DIRECTIONS FOR THIS TASK:
Copy, character for character, the part of the records below that begins at their first line and ends with the line containing "[(264, 856)]", including both of those lines.

RECORD LIST:
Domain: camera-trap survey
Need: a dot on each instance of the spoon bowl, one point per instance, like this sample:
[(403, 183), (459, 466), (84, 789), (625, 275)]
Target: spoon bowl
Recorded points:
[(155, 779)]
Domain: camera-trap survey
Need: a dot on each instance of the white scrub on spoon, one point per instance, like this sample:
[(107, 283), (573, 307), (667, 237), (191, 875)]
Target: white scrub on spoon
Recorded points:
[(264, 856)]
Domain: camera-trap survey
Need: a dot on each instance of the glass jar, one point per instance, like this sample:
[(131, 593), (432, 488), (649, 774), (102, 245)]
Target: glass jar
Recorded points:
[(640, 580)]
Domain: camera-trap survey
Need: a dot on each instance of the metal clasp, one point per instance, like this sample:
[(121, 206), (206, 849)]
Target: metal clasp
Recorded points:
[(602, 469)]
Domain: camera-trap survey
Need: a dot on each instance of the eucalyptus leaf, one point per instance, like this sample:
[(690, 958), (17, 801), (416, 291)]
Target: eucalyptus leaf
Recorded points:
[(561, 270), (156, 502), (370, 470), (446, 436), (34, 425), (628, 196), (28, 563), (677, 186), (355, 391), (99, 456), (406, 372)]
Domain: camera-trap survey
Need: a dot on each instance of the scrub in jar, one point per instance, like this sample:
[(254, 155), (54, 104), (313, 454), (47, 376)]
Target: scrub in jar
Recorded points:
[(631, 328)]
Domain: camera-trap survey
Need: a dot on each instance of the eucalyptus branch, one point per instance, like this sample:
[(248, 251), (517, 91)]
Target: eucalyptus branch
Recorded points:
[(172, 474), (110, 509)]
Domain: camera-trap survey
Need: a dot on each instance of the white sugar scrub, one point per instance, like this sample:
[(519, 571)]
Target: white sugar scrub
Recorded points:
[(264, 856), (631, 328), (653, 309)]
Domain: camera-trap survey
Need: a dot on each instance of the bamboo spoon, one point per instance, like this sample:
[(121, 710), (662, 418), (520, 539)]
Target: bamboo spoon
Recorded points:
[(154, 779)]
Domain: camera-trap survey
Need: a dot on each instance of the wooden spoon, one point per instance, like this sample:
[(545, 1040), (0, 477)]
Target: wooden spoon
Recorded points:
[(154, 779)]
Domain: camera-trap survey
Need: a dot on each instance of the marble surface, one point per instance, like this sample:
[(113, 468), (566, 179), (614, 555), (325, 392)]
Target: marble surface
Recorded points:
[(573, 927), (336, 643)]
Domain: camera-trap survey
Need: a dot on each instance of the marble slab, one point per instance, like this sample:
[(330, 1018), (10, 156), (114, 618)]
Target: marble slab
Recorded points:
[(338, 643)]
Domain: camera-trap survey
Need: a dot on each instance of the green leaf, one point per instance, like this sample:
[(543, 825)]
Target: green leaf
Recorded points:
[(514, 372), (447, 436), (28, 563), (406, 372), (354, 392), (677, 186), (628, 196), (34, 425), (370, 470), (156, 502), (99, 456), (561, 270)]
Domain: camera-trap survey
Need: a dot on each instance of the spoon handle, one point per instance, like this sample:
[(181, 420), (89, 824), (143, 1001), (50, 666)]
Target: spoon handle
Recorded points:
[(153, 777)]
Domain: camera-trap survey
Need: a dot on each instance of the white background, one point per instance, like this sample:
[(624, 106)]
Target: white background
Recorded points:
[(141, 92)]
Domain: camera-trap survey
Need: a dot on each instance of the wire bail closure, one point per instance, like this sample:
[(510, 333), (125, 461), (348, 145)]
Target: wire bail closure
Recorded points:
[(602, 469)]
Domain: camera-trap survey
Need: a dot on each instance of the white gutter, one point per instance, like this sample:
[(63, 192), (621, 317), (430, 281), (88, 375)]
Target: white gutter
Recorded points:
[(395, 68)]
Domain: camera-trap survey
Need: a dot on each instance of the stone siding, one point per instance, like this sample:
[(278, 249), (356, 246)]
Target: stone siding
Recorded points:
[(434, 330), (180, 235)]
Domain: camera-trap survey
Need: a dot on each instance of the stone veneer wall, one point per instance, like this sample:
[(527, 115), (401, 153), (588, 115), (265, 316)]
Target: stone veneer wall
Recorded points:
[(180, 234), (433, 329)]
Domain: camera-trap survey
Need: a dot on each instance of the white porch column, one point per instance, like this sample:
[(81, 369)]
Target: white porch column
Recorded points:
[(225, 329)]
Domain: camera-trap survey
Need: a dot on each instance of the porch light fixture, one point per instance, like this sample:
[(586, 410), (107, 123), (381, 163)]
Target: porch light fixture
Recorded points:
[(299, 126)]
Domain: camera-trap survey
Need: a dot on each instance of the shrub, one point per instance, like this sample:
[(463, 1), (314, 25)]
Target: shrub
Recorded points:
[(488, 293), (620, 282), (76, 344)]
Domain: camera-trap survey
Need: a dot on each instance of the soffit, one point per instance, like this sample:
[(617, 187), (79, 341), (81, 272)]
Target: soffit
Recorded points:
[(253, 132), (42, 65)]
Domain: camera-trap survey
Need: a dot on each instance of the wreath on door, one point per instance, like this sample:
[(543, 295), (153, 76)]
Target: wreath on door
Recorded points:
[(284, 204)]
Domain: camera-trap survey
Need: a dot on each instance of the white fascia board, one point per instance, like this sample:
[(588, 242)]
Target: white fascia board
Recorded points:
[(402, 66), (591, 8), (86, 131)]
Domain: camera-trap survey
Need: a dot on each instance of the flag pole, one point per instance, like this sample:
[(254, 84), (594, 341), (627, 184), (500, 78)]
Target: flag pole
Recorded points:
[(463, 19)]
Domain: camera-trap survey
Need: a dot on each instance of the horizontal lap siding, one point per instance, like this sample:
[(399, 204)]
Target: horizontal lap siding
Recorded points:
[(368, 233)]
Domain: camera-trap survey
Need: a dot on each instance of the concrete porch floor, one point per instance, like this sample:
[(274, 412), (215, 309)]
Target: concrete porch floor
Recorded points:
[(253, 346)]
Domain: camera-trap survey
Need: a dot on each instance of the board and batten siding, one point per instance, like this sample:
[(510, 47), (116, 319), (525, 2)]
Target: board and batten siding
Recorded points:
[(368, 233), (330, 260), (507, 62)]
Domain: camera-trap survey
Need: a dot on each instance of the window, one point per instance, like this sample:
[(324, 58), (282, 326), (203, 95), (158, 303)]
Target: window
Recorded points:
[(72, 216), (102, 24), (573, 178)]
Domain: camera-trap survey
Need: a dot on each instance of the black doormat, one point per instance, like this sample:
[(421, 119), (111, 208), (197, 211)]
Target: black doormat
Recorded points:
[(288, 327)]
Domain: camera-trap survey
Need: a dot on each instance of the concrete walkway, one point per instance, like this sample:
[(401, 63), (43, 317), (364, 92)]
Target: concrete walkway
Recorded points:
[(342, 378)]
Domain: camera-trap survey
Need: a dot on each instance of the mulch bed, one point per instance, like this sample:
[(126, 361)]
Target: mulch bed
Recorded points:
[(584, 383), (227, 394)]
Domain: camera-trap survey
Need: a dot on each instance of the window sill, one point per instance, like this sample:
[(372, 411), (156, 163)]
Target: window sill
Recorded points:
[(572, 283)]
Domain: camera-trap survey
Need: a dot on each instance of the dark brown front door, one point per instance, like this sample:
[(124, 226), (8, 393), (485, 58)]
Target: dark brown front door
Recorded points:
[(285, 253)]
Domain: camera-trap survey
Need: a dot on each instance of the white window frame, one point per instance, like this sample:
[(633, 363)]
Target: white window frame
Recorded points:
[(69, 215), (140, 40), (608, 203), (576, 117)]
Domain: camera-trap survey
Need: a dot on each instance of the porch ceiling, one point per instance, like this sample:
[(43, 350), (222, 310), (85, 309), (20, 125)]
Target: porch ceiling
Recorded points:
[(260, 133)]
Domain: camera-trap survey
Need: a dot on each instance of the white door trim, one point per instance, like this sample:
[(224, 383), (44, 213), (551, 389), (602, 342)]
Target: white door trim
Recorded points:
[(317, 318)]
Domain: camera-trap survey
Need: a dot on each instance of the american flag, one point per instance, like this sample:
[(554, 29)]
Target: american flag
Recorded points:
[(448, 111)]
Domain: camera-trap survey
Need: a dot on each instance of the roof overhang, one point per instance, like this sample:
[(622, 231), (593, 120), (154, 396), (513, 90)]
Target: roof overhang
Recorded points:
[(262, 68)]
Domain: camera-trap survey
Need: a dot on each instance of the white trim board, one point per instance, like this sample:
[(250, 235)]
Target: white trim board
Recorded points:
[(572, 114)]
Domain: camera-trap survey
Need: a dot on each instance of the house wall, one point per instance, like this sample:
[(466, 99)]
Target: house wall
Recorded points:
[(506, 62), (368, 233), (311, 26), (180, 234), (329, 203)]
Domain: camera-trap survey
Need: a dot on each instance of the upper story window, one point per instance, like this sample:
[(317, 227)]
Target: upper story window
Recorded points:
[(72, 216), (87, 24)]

RESPONSE:
Domain: camera-trap survey
Need: a dot on each instance of the spoon bowl, one point per instance, like this sample:
[(403, 183), (459, 466), (84, 789), (625, 275)]
Target: spoon bowl
Recorded points:
[(155, 779)]
Domain: camera-trap survey
Need: a dot on each instance of the white scrub on spoon, one point per instance, like this sample:
[(107, 283), (573, 307), (667, 237), (191, 875)]
Target: white scrub on spoon
Recorded points:
[(264, 856)]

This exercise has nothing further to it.